[Stored records]

★ ★ ★ ★ ★ ★ ★

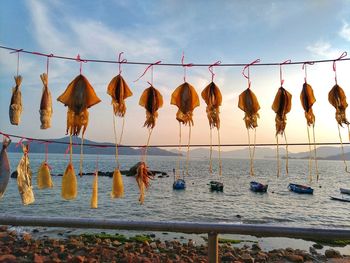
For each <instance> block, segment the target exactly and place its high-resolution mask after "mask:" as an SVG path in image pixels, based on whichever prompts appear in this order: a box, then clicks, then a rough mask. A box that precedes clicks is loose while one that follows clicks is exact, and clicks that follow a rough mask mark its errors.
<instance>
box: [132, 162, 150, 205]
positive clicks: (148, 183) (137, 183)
mask: <svg viewBox="0 0 350 263" xmlns="http://www.w3.org/2000/svg"><path fill="white" fill-rule="evenodd" d="M150 179H153V175H152V173H151V172H150V171H149V169H148V167H147V165H146V163H145V162H140V163H138V166H137V173H136V182H137V185H138V187H139V190H140V196H139V202H140V204H141V205H142V204H143V203H144V201H145V192H146V190H147V189H148V187H149V185H150V182H149V180H150Z"/></svg>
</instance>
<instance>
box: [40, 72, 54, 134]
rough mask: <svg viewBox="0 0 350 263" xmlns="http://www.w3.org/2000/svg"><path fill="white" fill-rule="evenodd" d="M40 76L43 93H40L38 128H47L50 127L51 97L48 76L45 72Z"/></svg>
mask: <svg viewBox="0 0 350 263" xmlns="http://www.w3.org/2000/svg"><path fill="white" fill-rule="evenodd" d="M40 78H41V80H42V82H43V85H44V87H43V93H42V95H41V102H40V110H39V113H40V121H41V126H40V129H47V128H50V127H51V116H52V112H53V111H52V98H51V92H50V90H49V87H48V77H47V74H46V73H43V74H41V75H40Z"/></svg>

★ ★ ★ ★ ★ ★ ★

## EXERCISE DETAILS
An exact copy of the data is required, with the pictures excluded.

## ANSWER TO THIS EXERCISE
For each <instance> block, segment the target exactly and place its high-resolution mask after "mask:" as an SVG path in image pixels, based on whichever prompts appear in this order: a box, then clicks, then a rough mask. A box that precedes clicks is loose while one that follows clicks is exact, and clicks that follow a rough mask mark its errors.
<instance>
box: [132, 162, 150, 205]
positive clicks: (148, 183) (137, 183)
mask: <svg viewBox="0 0 350 263" xmlns="http://www.w3.org/2000/svg"><path fill="white" fill-rule="evenodd" d="M150 179H153V175H152V173H151V172H150V171H149V169H148V167H147V165H146V163H145V162H140V163H138V166H137V173H136V182H137V185H138V187H139V190H140V196H139V202H140V204H141V205H142V204H143V203H144V201H145V192H146V190H147V189H148V187H149V185H150V182H149V180H150Z"/></svg>
</instance>
<instance>
box: [40, 72, 54, 134]
rough mask: <svg viewBox="0 0 350 263" xmlns="http://www.w3.org/2000/svg"><path fill="white" fill-rule="evenodd" d="M40 76L43 93H40L38 128H47L50 127L51 97L48 76L45 72Z"/></svg>
mask: <svg viewBox="0 0 350 263" xmlns="http://www.w3.org/2000/svg"><path fill="white" fill-rule="evenodd" d="M40 78H41V80H42V82H43V85H44V87H43V93H42V95H41V102H40V110H39V113H40V121H41V126H40V129H47V128H50V127H51V116H52V112H53V111H52V98H51V92H50V90H49V87H48V77H47V74H46V73H43V74H41V75H40Z"/></svg>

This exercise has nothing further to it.